[EXCERPT Boundary: Start]
Thursday, January 12, 2017 by Lance D Johnson
Have you ever wondered how jet airliners supply fresh air to passengers while flying at high altitudes? Everyone on board relies on this air supply, but where does it come from, and why hasn’t the aviation industry informed us of its health hazards?
For 40 years, the air travel industry has kept this design secret. What really is jet lag? If the public knew how they were being poisoned on flights, then the entire industry would have to redesign their passenger jets.
Warm, compressed passenger jet cabin air has been a known health hazard for decades, but no efforts have been made to filter it. This air is toxic because it comes from the compressors of the aircraft’s engines. This design has been the norm since 1963. The air that comes in is nicknamed “bleed air.” It contains hundreds of chemicals, and some of them are as toxic as nerve agents like sarin gas.
There was an alternative put forth in the 1950s – an airplane design that pulled in fresh air – but the “modification” was deemed too costly by the industry. Ever since then, every breath you take on board an airliner contains a 50/50 mix of re-circulated cabin air and bleed air, injected straight from the engine compressors.
[EXCERPT Boundary: End]
[RECORDS Boundary: Start]
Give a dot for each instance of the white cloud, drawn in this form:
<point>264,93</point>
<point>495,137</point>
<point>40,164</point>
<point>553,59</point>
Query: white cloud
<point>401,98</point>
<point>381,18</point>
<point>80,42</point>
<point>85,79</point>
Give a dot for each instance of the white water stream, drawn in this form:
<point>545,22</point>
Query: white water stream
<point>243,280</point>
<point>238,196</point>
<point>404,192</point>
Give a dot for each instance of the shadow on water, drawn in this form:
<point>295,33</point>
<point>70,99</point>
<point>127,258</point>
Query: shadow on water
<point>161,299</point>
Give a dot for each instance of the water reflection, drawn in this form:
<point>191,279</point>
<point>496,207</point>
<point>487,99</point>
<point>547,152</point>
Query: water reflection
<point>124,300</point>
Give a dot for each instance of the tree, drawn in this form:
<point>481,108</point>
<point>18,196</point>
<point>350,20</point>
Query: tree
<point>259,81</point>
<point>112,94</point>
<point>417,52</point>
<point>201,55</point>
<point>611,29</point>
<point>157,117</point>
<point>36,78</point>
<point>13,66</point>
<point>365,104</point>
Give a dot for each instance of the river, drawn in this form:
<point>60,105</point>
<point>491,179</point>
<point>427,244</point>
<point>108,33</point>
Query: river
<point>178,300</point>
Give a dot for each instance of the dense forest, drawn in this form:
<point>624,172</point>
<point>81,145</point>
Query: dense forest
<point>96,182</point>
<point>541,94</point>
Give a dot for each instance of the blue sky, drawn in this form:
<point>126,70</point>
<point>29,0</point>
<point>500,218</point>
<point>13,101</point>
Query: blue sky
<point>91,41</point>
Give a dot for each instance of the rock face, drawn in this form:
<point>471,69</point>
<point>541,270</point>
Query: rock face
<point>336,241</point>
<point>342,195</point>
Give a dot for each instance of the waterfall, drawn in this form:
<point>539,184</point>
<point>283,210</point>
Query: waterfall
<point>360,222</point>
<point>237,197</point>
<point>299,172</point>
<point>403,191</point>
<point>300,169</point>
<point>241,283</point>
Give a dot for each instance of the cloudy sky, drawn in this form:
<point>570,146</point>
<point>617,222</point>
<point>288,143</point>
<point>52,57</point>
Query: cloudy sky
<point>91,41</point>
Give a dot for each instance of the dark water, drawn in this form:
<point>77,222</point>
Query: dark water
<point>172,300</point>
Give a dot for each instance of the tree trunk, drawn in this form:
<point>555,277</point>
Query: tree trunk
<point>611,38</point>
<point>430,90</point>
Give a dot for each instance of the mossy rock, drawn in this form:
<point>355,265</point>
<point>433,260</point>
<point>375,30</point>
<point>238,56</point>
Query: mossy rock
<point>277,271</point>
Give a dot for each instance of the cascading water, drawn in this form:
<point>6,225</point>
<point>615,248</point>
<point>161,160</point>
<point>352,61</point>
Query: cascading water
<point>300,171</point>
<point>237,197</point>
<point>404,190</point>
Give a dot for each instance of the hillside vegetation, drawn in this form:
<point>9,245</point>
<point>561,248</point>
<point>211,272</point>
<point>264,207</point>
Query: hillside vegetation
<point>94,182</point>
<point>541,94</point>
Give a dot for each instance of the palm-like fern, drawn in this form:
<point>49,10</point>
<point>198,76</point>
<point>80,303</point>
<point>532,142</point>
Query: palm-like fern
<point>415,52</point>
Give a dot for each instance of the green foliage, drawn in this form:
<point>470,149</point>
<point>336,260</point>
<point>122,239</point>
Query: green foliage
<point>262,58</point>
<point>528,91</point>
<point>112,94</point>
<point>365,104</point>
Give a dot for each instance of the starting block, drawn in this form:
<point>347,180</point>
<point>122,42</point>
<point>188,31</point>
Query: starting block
[RECORDS Boundary: End]
TASKS AND EXERCISES:
1. In the article on jet cabin air, what nickname is given to the air that comes in from the engine compressors?
2. Continue the article on jet cabin air, starting right after its last sentence.

ANSWERS TO THE PROBLEMS:
1. It is nicknamed "bleed air."

2.
One of the synthetic chemicals passengers are breathing in is an organophosphate called tricresyl phosphate (TCP or TOCP). In 1990, the World Health Organization declared that there is no safe level of exposure to this chemical; it is a neurotoxin for humans.
Only one aircraft, the new Boeing 787, hasn’t followed suit with this toxic design, but this plane is only used in 5 percent of commercial flights today. Close to 100,000 flights take off daily, and almost all are a health threat to millions of passengers. (Read more news about technology gone wrong at Glitch.news)
The bleed air that passengers are forced to breathe in sometimes contains smoke from the plane’s engine. The Aerotoxic Association describes this as a “fume event.” When wet seals (lubricated with oil) wear down in the compressor, they may suddenly fail, letting in a blast of oil, fumes and smoke into the bleed air. This toxic blend of synthetic chemicals, aromatic hydrocarbons and organophosphate additives are unfiltered and enter the cabin air of the jet.
Passengers, exposed to the chemicals, often experience fatigue and disorientation after a flight. This sensation is commonly referred to as “jet lag,” and is blamed directly on the disruption of the circadian rhythm.
There is no evidence that fume events are the sole cause of the malaise and fatigue that so many passengers experience after a long flight. Most travelers just shrug the phenomenon off as “jet lag,” which works to the industry’s advantage. While it is true that cabin air is pressurized at between 6,000 and 8,000 feet and contains low oxygen levels, the chemical exposure could be the most troublesome aspect of “jet lag.”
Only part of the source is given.